Posted by Rocky-Exentric on November 10, 2008, at 7:56:00
40 male. been on medications (several) for the past fifteen years. had 8 ECT too. still I want to die...I flushed that remaining pack of stablon which my doc said will be my last resort. now I am only left with enough Xanax bars and Lorazepam 2mg pills. I want to die at any cost but xanax and lorazepam both keeps me at least going. don't be afraid of knowing my current dose. Three bars of xanax (6mg) and lorazepam 2mg for three times. Still my heart is pounding.
I know people here are very sympathetic, but please have a look on the medications I took for the past fifteen or so years to get the hell out of depression---
elavil, tofranil, nardil, parnate, prozac, zoloft, paxil, cipralex, adderral, ritalin, molindon, stelazine, thorazine, seroquel, zyprexa, notiptyline, desipramine, cymbalta, effexor, luvox, feliz, diazepam, provigil, focalin, even weed...
nothing helped me beyond seven days. whenever any new medication has been obtained, my enthusiasm skyrocketed only to recognize it is nothing but another trash.
Now i have a good amount of alprazolam and lorazepam left. I take xanax 2 mg tid along with ativan same dose. this keeps me going, but I am not sure how far and how long i can. so far for heavens sake no tolerance has been occurred, but I know it is only a matter of time.
Today when was standing at the balcony, I thought seven stairs height might not kill me so why not go little up and try. then I thought of the meds I had with me. shouldn't it be reasonable to wait at least i develop tolerance to those?
Addiction... buvaaaaaaaa... who cares. but do you have any suggestion to save me from the inevitable fall? I will fall for sure but can't I at least lengthen it using my favouite bars and Ativan?When I started using meds before 15 years apart, my dose of xanax was 0.25 bid. still i didn't take it. the same myself now take 6mg of of it not enough; same amount of lorazepam too.
It is life. But how long it will be?

Stored data entries
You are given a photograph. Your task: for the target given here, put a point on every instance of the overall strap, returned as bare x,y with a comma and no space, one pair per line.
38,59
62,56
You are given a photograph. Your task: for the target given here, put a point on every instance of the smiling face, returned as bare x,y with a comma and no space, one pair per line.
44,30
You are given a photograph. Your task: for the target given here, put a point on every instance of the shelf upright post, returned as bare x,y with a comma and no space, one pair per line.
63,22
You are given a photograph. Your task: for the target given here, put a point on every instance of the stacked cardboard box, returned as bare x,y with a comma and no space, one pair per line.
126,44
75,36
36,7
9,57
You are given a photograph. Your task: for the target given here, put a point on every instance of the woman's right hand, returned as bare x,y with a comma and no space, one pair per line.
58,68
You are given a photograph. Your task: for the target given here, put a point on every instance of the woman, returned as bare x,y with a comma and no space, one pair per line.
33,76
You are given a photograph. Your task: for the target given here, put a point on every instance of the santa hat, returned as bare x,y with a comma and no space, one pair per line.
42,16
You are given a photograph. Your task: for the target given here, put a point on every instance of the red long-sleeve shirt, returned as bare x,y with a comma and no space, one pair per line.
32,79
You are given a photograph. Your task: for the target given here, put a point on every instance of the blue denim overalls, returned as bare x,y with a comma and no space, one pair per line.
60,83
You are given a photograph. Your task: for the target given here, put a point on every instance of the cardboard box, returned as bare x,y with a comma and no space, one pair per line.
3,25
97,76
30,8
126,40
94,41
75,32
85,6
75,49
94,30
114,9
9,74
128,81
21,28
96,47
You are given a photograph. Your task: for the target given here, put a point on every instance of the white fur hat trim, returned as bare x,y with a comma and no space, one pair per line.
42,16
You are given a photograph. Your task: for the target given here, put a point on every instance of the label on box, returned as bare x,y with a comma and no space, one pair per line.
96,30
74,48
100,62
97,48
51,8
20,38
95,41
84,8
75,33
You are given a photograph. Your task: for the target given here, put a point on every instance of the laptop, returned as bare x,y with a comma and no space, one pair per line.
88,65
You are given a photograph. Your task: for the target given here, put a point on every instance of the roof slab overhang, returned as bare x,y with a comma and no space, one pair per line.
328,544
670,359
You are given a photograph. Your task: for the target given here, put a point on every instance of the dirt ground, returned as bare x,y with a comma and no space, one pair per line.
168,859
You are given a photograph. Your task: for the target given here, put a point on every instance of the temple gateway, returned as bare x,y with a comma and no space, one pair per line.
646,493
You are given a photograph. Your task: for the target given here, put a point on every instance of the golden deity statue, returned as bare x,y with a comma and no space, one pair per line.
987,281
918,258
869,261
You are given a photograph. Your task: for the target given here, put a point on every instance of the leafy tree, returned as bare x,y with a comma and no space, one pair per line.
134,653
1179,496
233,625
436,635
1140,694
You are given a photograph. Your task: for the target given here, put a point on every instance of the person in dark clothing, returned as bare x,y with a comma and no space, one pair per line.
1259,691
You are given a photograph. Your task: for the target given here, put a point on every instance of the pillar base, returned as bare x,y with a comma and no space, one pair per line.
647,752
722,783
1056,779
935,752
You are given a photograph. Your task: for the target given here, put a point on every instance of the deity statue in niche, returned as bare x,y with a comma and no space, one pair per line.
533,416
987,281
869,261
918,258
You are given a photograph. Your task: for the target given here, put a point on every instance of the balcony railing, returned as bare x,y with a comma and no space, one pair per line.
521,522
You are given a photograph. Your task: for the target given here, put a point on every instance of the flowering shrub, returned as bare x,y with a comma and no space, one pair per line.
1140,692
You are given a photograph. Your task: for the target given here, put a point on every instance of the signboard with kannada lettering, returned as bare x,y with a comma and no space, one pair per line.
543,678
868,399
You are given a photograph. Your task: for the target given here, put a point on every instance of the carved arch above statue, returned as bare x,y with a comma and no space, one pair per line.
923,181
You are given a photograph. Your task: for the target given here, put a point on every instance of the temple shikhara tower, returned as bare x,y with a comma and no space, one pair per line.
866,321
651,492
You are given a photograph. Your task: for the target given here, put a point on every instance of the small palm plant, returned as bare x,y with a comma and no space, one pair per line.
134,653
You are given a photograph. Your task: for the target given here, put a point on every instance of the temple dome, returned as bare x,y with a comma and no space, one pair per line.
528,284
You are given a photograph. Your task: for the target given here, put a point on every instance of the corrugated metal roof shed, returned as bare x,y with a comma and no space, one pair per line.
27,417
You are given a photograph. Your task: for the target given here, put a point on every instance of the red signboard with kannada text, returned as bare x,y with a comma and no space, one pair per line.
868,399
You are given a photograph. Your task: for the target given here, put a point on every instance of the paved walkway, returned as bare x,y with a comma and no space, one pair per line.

- _WHAT TO PRODUCE_:
Answer these questions using the forum post:
(a) How many ECT treatments does the writer report having had?
(b) According to the writer, beyond how many days did no medication help?
(c) For roughly how many years has the writer taken medications for depression?
The stored entries are irrelevant here and may be disregarded.

- _RESULT OF THIS EXERCISE_:
(a) 8
(b) Seven days
(c) About fifteen years